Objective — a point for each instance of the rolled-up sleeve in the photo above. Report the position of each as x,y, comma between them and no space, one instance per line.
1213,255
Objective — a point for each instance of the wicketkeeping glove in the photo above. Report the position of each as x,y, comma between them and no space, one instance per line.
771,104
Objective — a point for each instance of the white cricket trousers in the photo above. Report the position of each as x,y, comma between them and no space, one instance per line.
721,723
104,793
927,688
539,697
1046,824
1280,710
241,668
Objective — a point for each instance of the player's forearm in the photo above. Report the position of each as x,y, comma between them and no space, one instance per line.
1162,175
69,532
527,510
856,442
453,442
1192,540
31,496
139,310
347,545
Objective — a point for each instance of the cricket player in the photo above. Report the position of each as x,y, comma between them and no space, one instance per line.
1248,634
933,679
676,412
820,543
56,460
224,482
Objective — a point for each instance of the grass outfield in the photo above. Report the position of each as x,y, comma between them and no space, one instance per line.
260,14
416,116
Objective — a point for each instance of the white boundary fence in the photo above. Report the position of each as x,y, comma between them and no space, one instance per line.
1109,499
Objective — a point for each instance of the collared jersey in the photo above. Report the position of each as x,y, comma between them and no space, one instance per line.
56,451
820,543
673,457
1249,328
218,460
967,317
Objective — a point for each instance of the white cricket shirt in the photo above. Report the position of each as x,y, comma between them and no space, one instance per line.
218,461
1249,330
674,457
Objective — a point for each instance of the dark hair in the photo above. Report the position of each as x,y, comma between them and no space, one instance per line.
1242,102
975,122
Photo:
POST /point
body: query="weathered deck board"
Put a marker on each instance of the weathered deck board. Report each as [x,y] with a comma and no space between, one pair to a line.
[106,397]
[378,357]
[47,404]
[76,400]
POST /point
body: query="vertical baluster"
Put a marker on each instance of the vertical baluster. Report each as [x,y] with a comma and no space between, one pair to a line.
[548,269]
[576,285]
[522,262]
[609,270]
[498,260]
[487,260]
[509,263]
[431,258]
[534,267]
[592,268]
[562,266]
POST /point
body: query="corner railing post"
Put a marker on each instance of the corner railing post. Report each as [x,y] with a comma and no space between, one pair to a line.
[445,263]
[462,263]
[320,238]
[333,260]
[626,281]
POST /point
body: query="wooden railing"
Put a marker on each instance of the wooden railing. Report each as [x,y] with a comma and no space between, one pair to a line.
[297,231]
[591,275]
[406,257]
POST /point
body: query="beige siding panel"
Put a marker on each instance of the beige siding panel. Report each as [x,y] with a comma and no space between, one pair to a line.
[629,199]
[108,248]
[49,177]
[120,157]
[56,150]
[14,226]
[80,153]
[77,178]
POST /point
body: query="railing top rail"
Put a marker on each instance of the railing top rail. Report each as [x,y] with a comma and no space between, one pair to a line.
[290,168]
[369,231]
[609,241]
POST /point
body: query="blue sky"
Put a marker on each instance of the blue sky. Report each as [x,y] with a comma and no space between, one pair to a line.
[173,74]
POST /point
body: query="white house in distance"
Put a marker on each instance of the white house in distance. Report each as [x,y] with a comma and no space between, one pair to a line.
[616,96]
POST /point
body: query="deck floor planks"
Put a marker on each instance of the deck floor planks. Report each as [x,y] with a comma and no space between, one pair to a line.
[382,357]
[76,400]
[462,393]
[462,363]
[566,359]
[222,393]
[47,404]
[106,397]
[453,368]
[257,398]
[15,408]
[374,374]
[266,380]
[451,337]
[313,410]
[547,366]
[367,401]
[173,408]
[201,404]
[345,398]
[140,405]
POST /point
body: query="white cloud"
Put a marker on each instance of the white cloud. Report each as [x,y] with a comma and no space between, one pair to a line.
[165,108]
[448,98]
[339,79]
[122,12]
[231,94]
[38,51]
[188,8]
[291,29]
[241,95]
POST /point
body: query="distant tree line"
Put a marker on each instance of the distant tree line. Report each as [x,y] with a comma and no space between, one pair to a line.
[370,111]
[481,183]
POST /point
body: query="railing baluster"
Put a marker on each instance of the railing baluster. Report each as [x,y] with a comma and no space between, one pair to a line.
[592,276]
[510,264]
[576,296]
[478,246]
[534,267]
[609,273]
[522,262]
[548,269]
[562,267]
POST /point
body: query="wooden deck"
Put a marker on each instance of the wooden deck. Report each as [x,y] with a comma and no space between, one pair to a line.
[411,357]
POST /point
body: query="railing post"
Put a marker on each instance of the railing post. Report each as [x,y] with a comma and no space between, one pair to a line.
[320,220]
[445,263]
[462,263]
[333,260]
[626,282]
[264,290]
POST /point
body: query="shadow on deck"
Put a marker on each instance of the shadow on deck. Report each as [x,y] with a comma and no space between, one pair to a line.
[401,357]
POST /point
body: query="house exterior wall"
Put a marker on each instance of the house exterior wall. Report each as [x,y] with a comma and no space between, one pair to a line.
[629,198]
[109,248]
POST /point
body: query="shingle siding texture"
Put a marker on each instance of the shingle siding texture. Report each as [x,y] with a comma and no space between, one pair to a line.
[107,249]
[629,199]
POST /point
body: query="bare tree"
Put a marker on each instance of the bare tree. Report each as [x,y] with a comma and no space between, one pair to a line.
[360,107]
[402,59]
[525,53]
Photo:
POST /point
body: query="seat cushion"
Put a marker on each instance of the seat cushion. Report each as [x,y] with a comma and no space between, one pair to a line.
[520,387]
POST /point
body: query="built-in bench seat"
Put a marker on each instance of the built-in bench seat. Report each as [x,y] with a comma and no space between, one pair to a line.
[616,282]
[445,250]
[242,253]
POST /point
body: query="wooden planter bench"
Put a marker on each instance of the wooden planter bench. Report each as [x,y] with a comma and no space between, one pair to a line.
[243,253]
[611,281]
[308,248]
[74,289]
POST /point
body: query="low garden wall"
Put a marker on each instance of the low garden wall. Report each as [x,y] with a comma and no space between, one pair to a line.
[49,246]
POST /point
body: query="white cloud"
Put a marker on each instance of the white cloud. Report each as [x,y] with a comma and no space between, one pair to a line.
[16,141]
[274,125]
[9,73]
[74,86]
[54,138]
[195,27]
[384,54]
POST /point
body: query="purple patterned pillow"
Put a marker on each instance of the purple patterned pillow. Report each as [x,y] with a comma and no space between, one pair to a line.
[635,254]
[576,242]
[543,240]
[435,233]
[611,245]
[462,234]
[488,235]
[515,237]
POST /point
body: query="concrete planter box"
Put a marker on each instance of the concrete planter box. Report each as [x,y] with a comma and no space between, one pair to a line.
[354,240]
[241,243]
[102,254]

##########

## What is needed:
Copy out all the entries shown above, character for character.

## Solution to this exercise:
Objective — a point for each instance of the rolled-up sleeve in the photo above. Report the position of each as x,y, comma between them and no space, one instance per line.
1213,255
Objective — a point for each instance of the wicketkeeping glove in the photo above. Report the position of each as x,y, comma between them and no space, one instance per line.
771,104
Objective — a point for each instance of the white cricket trousers in the photo above. Report the position of each as x,y, comma between them and no space, one instance per line.
721,723
104,793
927,688
539,697
1046,824
1280,710
241,668
Objective — a point for each instance of the player's forearm in the photo above. Report the position of each as x,y, comma between them and no space, one instance per line.
1162,175
69,532
527,510
856,442
453,442
1192,540
31,496
139,310
347,545
Objective — a point for each instance of the cricket player in the photo above. Report the position of each as x,y, comma between them and no space, one instance per line.
1248,634
933,679
676,412
820,543
56,460
224,482
Objective — a point for each instance of the grass outfield in the photo above. Report the position of each as x,y, comma between them and no space, one instance per line.
260,14
416,116
Objective — a point for each instance of the white boundary fence in the photo above. Report the position of each as x,y, comma between them and no space, one instance per line.
1109,499
Objective — a point for each instance of the collared jersey in the photo above. Report the position of each as x,y, comma between them and no space, one instance per line.
56,451
820,543
673,457
1249,328
218,460
967,317
Objective — a point for each instance of the white cricket shirt in the photo above. Report the position of each as x,y, comma between them and no space, one instance per line.
218,461
1249,330
674,457
Objective — a point for each instance of the dark hair in the photo above. Report the position of each as x,y, comma between them and no space, one instance per line.
1242,102
975,122
Photo:
POST /point
body: query="weathered deck board"
Put a marker on each instance of the weathered deck board. Report each as [x,y] with a comma and no space between, one pair to a line.
[106,397]
[378,357]
[47,404]
[76,400]
POST /point
body: query="vertical baluster"
Put a marker on each instance of the vertical baluster. Report each as [x,y] with a comma and no space between, one pair to a line.
[548,269]
[576,285]
[522,262]
[609,270]
[498,260]
[487,260]
[509,263]
[431,258]
[534,267]
[592,268]
[562,266]
POST /point
body: query="corner railing post"
Put a marker on each instance of the corner railing post. Report each as [x,y] with a comma and no space between, one pair to a line.
[445,263]
[462,263]
[320,238]
[333,260]
[626,281]
POST /point
body: query="wooden railing"
Put a marker on each instance of the wooden railing. Report each as [x,y] with a comma and no space between, one pair to a line.
[297,231]
[591,275]
[406,257]
POST /point
body: query="beige siding panel"
Put a marker on each instance of the beige siding panel. Report each as [x,y] with a comma and no space between, one pair to a line.
[629,199]
[108,248]
[49,177]
[120,157]
[56,150]
[14,226]
[80,153]
[77,178]
POST /point
body: query="railing top rail"
Put a marker on each instance of the railing top rail. Report each as [x,y] with a comma and no space between, one pair to a line.
[290,168]
[369,231]
[609,241]
POST /point
body: query="blue sky"
Put a marker on each instance of the blue sky. Report each as [x,y] with a comma and no space between, one pair to a line.
[173,74]
POST /point
body: query="white house in distance"
Put a marker on each instance of the white house in distance. Report each as [x,y] with a comma and no space between, one pair to a line.
[616,96]
POST /point
body: query="deck floor planks"
Put a marker on each instance of the deck floor planks. Report each as [x,y] with a comma and no space between, one pair to a line.
[382,357]
[76,400]
[462,393]
[462,363]
[566,359]
[222,393]
[47,404]
[106,397]
[453,368]
[257,398]
[15,408]
[374,374]
[266,380]
[451,337]
[313,410]
[547,366]
[367,401]
[173,408]
[201,404]
[345,398]
[140,405]
POST /point
body: query="white cloud"
Put a marker on each instance of the white cloud. Report each as [x,y] with a comma and no space between, one pair to a line.
[165,108]
[448,98]
[339,79]
[122,12]
[231,94]
[38,51]
[188,8]
[291,29]
[241,95]
POST /point
body: query="distant tree line"
Put a marker on each instance of the distant tree line. Report each as [x,y] with a comma and no space between, one pair to a line.
[370,111]
[481,183]
POST /point
body: query="railing baluster"
Put a marker on each instance of the railing baluster. Report each as [x,y] with a comma and no space between, one pair to a line.
[592,276]
[510,264]
[576,296]
[478,246]
[534,267]
[609,273]
[522,262]
[548,269]
[562,267]
POST /point
body: query="wooden deck"
Put a marker on each instance of the wooden deck. Report each as [x,y] with a comma and no space between, one pair to a line.
[411,357]
POST /point
body: query="railing post"
Put a marker on each instance of the railing post. Report each as [x,y] with a comma and no space between, one pair to a line.
[320,220]
[445,263]
[462,263]
[333,260]
[626,282]
[264,290]
POST /point
body: query="shadow on deck"
Put a marker on each instance of the shadow on deck. Report each as [x,y] with a comma and no space between, one pair to a line.
[401,357]
POST /point
body: query="house exterior wall"
Put a marker on each instance of the house exterior wall. Report each as [x,y] with a comma and no space between, one pair to a line.
[629,198]
[109,248]
POST /point
body: query="shingle siding texture"
Put a marker on each instance of the shingle siding texture. Report each as [x,y] with a comma and no space between, one pair to a line.
[107,249]
[629,199]
POST /point
body: query="bare tree"
Put a marker on each instance of the bare tree. Report each as [x,y] with a comma and no space between, one pair to a line.
[360,107]
[402,59]
[525,53]
Photo:
POST /point
body: query="seat cushion"
Put a marker on each instance of the seat cushion. Report each as [x,y] with a comma and no space between, one pair to a line.
[520,387]
POST /point
body: query="built-in bench seat"
Put a marker on each instance of the built-in bench seat. Report each as [x,y] with a comma and no space between, one pair to a line.
[616,282]
[445,250]
[242,253]
POST /point
body: query="wooden planter bench"
Put a marker on each instance of the wooden planter bench. Report each as [x,y] with a comma and no space between, one pair to a line.
[243,253]
[611,281]
[308,248]
[74,289]
POST /point
body: query="low garden wall"
Put a marker on each instance of the low garden wall. Report each as [x,y] with a comma and no space between, one pair to a line.
[49,246]
POST /point
body: query="white cloud"
Put a marker on each instance of the white cloud. Report each as [x,y] with a comma and no space between, one pair to a line.
[16,141]
[274,125]
[9,73]
[74,86]
[54,138]
[195,27]
[384,54]
POST /point
body: query="purple patterned pillow"
Put a marker on each instance of the purple patterned pillow. Report each as [x,y] with a comma and no space between, one pair to a line.
[635,254]
[576,242]
[543,240]
[435,233]
[611,245]
[462,234]
[488,235]
[515,237]
POST /point
body: query="concrete planter box"
Put a marker on each instance of the concrete planter box. Report each as [x,y] with a comma and no space between, one pair to a line.
[354,240]
[241,243]
[102,254]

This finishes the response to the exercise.